(Selected passage)
How does chronic stress in adolescence affect adult social relationships?

Chronic stress during adolescence alters developmental trajectories that shape adult social relationships through biological, cognitive, and social pathways. Longitudinal research such as the Dunedin Study led by Terrie E. Moffitt at King’s College London and Duke University links early-life adversity to later difficulties in forming stable, trusting relationships, while work on physiological stress systems by Megan Gunnar at the University of Minnesota documents how persistent stress recalibrates stress responses. These converging lines of evidence point to mechanisms and real-world consequences rather than a single deterministic outcome.
(End Selected passage)
(Provided records)
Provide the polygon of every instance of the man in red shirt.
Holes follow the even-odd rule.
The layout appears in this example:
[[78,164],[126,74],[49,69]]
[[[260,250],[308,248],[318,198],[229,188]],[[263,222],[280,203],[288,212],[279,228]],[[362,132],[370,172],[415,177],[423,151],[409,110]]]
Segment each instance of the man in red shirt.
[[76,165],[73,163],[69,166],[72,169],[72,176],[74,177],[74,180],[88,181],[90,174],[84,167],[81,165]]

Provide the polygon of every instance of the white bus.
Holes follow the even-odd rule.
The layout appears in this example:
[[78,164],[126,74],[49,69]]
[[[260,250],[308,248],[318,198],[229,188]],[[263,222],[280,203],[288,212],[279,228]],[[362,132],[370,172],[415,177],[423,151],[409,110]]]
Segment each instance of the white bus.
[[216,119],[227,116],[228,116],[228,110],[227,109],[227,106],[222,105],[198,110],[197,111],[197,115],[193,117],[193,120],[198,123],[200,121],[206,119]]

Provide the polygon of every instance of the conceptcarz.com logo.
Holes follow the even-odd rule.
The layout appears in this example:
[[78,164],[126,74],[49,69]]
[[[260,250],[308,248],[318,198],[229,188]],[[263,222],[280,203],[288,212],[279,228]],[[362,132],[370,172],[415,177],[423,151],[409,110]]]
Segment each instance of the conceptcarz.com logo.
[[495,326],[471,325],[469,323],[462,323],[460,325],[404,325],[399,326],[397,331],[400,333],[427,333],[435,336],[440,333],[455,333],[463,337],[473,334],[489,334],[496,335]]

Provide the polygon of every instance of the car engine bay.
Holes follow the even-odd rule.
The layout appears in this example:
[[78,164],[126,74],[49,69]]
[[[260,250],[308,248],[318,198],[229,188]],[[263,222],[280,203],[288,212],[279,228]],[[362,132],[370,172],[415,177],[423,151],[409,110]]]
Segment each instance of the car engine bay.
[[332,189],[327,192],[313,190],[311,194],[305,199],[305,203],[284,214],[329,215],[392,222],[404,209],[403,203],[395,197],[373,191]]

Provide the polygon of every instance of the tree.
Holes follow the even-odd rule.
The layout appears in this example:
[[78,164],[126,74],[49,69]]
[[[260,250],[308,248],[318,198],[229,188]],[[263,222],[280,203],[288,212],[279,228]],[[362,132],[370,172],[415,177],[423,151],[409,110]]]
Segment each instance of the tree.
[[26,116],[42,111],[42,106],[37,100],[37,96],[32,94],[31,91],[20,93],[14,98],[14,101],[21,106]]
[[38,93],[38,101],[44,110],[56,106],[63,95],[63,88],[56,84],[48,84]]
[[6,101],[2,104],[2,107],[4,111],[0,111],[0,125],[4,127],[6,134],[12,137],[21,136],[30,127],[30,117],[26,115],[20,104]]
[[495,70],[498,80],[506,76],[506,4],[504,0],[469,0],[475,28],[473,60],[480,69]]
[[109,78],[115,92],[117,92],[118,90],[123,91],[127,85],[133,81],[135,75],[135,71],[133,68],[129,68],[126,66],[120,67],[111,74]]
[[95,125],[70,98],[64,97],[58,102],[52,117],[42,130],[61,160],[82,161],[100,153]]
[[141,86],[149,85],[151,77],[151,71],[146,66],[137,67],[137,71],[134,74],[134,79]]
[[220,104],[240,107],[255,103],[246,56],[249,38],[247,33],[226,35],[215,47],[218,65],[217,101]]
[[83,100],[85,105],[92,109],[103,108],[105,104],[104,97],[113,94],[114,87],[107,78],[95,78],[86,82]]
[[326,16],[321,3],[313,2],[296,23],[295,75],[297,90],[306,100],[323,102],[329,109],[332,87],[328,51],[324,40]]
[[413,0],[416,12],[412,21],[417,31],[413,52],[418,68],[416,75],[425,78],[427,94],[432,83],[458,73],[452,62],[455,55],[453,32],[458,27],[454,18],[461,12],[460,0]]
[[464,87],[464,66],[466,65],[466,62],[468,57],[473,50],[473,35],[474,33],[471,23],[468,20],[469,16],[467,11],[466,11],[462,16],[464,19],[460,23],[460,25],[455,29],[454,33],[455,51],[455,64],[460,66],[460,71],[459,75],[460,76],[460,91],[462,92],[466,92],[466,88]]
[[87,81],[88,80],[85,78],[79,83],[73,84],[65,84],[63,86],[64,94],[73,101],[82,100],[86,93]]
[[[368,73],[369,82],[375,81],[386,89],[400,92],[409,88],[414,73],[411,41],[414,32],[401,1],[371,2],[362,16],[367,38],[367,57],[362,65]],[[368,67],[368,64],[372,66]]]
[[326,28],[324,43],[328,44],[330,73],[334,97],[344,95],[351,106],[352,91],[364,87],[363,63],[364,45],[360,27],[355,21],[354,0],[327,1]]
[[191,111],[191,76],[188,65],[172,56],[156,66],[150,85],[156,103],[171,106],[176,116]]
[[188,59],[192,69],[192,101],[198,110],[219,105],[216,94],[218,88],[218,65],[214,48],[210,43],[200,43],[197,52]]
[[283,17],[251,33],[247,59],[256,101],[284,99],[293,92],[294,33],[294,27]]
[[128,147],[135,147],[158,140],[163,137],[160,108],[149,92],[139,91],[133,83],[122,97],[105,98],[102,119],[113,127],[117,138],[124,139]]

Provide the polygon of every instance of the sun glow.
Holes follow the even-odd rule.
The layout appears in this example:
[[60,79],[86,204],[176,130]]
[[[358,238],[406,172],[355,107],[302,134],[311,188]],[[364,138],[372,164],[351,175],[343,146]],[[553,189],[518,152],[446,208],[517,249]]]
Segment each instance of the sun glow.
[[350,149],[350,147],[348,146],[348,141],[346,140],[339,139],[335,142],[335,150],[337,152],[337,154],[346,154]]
(End Provided records)
__About this exercise__:
Please retype the stretch of the passage on adolescent stress from "How does chronic" through "single deterministic outcome.", keeping every word and mark unchanged.

__Task response__:
How does chronic stress in adolescence affect adult social relationships?

Chronic stress during adolescence alters developmental trajectories that shape adult social relationships through biological, cognitive, and social pathways. Longitudinal research such as the Dunedin Study led by Terrie E. Moffitt at King’s College London and Duke University links early-life adversity to later difficulties in forming stable, trusting relationships, while work on physiological stress systems by Megan Gunnar at the University of Minnesota documents how persistent stress recalibrates stress responses. These converging lines of evidence point to mechanisms and real-world consequences rather than a single deterministic outcome.